◆ **WHAT THIS TASK INVOLVES**: Update these lines by putting "celery stick" in place of every "carrot stick" and changing nothing else. Omit the picture from your answer.

◆ **THE INPUT**:
▬▬▬▬▬▬
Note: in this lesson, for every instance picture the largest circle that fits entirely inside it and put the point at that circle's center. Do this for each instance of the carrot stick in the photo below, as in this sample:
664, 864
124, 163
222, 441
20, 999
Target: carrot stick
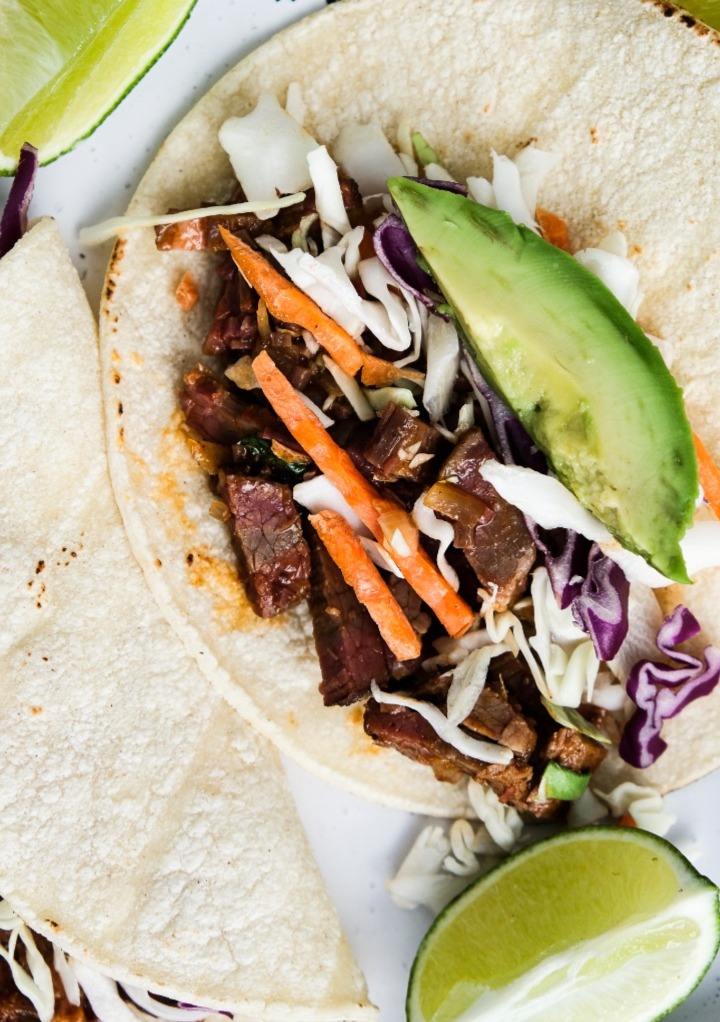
▬▬▬▬▬▬
◆ **EXPECTED OUTPUT**:
Note: in this lesson, for every instance picture the largest circle that fits entirely inside it and put the point at that circle's center. Do this for each instance of the celery stick in the photo below, as in this sample:
664, 864
124, 163
222, 441
20, 999
Target: celery stick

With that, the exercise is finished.